[Records excerpted from a collection]
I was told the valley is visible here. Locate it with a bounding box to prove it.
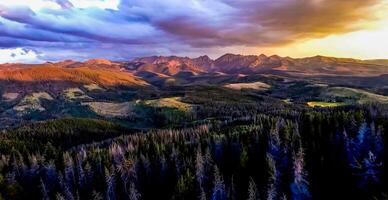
[0,54,387,200]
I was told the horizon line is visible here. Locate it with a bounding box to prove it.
[2,53,388,65]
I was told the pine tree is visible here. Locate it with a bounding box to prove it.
[55,193,65,200]
[58,173,74,200]
[40,179,50,200]
[63,153,75,192]
[227,176,236,200]
[211,166,226,200]
[247,177,259,200]
[199,186,207,200]
[290,148,310,200]
[45,161,59,188]
[358,151,382,188]
[196,148,205,187]
[128,182,141,200]
[105,166,116,200]
[92,191,103,200]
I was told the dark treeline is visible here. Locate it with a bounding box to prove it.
[0,104,387,200]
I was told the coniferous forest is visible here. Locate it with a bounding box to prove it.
[0,101,386,200]
[3,0,388,199]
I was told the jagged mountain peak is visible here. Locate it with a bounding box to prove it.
[2,53,388,78]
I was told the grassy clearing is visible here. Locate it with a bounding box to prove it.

## [TASK PROMPT]
Since the pictures are not wanted, copy only the text of the records above, exactly.

## [ANSWER TO THIS TASK]
I was told the valley is visible here. Locate it with a bounding box to prove it.
[0,54,387,200]
I was told the horizon line is visible here. Locate it with a bounding box to prove it.
[2,53,388,65]
I was told the pine tree is visible here. Locate it with a bounding box to prove it.
[55,193,65,200]
[58,173,74,200]
[40,179,50,200]
[63,153,75,192]
[227,176,236,200]
[211,166,226,200]
[247,177,259,200]
[199,186,207,200]
[290,148,310,200]
[45,161,59,188]
[358,151,382,188]
[196,148,205,187]
[128,182,141,200]
[105,166,116,200]
[92,191,103,200]
I was told the dark treeline is visible here. Locate it with a bounding box to prove it.
[0,104,387,200]
I was told the coniferous forest is visible here. Locate it with a bounding box to prove it.
[0,101,386,200]
[3,0,388,199]
I was told the jagged mountain peak is visible here. Locate it with a bounding box to prove it.
[2,53,388,78]
I was told the grassy clearing is visible here. Locate it with a bounding box to prove it.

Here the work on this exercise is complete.